- _Your instructions_
Reproduce the records below character for character, keeping every line.

- _Data rows_
──────

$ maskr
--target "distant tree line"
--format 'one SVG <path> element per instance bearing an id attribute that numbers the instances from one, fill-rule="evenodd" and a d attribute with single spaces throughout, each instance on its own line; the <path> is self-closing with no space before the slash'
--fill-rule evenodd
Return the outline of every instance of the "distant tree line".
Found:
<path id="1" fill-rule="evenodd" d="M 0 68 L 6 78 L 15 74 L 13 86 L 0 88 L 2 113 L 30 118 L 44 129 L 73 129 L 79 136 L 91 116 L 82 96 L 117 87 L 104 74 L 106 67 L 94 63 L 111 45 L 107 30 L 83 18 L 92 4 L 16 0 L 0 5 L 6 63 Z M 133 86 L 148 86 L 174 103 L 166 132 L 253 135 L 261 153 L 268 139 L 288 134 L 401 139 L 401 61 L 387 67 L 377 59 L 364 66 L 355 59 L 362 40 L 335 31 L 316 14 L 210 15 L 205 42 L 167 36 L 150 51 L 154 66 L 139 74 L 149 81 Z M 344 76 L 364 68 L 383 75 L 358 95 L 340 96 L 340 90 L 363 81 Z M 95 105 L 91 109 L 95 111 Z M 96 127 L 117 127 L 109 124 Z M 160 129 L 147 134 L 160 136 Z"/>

──────

- _Complete output_
$ maskr
--target "distant tree line"
--format 'one SVG <path> element per instance bearing an id attribute that numbers the instances from one, fill-rule="evenodd" and a d attribute with single spaces throughout, each instance on its own line; the <path> is self-closing with no space before the slash'
--fill-rule evenodd
Return the outline of every instance of the "distant tree line".
Found:
<path id="1" fill-rule="evenodd" d="M 0 68 L 6 78 L 15 74 L 13 86 L 0 88 L 2 113 L 30 118 L 44 129 L 73 129 L 79 136 L 91 116 L 82 96 L 117 87 L 104 74 L 106 67 L 94 63 L 111 45 L 107 30 L 83 18 L 92 4 L 16 0 L 0 5 L 6 63 Z M 133 86 L 148 86 L 174 103 L 166 132 L 253 135 L 261 153 L 268 139 L 288 134 L 401 139 L 401 61 L 387 67 L 377 59 L 364 66 L 355 59 L 362 40 L 335 31 L 316 14 L 210 15 L 205 42 L 167 36 L 150 51 L 154 66 L 139 74 L 149 81 Z M 344 76 L 364 68 L 383 75 L 358 95 L 340 96 L 340 90 L 363 81 Z M 95 105 L 91 109 L 95 111 Z M 96 127 L 117 127 L 109 124 Z M 160 129 L 147 134 L 160 136 Z"/>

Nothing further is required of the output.